:: Selected extract ::
Phoenix, AZ – It has always been clear that there is a conflict between the law voters approved in November and federal statutes. The former lets individuals with a doctor's recommendation and a state-issued card legally obtain up to 2 1/2 ounces of marijuana every two weeks. Federal law makes possession of that drug a felony. What changed, according to Gov. Jan Brewer, is that Dennis Burke, the U.S. Attorney for Arizona, sent a letter to the state health department earlier this month warning that those who comply with the Arizona law should not consider themselves immune.
(The United States attorney went on to say that he will continue to vigorously prosecute individuals and organizations participating in unlawful manufacturing, distribution and marketing activity involving marijuana, even if such activities are permitted under state law.)

:: Source data ::
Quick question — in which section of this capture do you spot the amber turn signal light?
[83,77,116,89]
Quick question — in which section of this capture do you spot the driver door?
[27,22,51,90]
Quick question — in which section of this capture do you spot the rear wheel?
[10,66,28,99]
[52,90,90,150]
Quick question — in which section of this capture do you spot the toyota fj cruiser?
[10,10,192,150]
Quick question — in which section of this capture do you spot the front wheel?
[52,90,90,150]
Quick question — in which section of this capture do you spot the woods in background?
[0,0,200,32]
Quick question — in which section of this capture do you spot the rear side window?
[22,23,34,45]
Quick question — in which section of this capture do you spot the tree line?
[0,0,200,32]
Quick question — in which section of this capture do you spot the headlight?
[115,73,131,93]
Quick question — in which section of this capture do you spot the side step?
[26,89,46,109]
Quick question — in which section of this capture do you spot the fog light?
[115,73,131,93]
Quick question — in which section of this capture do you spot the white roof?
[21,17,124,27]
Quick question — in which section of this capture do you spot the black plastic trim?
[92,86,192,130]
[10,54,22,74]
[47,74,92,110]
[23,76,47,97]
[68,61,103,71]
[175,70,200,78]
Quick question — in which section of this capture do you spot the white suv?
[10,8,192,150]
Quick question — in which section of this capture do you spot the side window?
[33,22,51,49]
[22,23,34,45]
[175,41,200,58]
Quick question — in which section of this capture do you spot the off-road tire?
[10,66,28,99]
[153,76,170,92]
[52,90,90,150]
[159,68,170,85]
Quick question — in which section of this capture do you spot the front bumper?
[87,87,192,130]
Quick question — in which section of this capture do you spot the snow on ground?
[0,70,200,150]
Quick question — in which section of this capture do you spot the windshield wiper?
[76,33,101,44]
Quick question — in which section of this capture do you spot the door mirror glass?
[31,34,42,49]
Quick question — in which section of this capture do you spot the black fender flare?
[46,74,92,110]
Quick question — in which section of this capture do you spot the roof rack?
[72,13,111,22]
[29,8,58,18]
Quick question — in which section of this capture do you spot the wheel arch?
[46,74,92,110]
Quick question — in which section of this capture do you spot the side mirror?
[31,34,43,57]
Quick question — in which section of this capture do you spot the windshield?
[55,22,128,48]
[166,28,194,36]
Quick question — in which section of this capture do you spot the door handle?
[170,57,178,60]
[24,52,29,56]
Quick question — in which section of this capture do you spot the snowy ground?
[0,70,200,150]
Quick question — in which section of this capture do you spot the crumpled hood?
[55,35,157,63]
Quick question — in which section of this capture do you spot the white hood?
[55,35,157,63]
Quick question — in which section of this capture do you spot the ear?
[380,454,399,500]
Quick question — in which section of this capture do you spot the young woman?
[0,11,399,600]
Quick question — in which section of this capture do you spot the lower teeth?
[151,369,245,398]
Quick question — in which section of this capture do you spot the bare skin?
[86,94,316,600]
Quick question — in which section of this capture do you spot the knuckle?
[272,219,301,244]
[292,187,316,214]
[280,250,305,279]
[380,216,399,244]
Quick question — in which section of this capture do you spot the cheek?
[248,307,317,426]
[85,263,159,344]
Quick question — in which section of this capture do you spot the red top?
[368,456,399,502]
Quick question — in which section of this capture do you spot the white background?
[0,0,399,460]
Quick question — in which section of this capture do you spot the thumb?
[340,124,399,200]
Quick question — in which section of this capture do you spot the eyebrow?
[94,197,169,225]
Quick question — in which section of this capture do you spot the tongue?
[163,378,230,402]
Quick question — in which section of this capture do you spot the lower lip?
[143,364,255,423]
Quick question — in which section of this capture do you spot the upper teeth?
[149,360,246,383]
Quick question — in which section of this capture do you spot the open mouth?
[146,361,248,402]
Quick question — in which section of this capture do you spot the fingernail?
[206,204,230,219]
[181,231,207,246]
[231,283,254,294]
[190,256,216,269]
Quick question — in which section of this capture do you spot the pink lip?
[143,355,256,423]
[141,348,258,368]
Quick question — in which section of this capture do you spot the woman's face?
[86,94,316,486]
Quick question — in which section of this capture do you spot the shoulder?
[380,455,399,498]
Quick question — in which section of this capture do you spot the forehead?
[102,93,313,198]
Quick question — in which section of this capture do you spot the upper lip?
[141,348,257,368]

:: Questions ::
• a. From the news report on Arizona's medical marijuana law, list the kinds of unlawful activity involving marijuana that the U.S. Attorney says he will continue to prosecute.
• b. Based on the news report on Arizona's medical marijuana law, say whether each statement agrees with it. Answer yes or no and quote the deciding words.
(i) The Arizona law lets qualifying individuals obtain up to 2 1/2 ounces of marijuana every two weeks.
(ii) Dennis Burke sent his letter directly to Gov. Jan Brewer.
(iii) Under federal law, possessing marijuana is a misdemeanor.
• c. Write a continuation of the news report on Arizona's medical marijuana law, beginning after its final sentence.

:: Task-by-task outputs ::
• a.
- Manufacturing
- Distribution
- Marketing

• b.
(i) Yes: "legally obtain up to 2 1/2 ounces of marijuana every two weeks"
(ii) No: "sent a letter to the state health department earlier this month"
(iii) No: "Federal law makes possession of that drug a felony."

• c.
Brewer said that raises a host of questions. One is whether having state officials issue permits for people to possess marijuana, or licenses to sell it, will draw the attention of federal prosecutors. So she directed Attorney General Tom Horne to file suit in federal court asking for a declaration of whether the state can go ahead with its plan. But the state will not be arguing that its laws trump federal statutes or even that Arizonans have a legal right to decide for themselves whether marijuana should be considered medicine. Instead, the state will take no position. Ryan Hurley, an attorney who represents some would-be dispensary owners, said the move is designed to thwart the will of the voters.
(It's unfortunate that they're taking this position. I think that the questions that were asked, clearly if they were in favor of protecting voters' rights, they would be filing this action stating the Arizona medical marijuana act should be implemented.)
The governor, who opposed the initiative, sidestepped repeated questions about why she and Horne are not actively defending the law as a matter of states' rights.
(Well, I did oppose it. I went public with that because I thought it wasn't a good idea. The bottom line is, I can't stress it enough, that I believe that we need clarification so that there's no penalty found on people that are promoting, facilitating the sale of marijuana in the state of Arizona.)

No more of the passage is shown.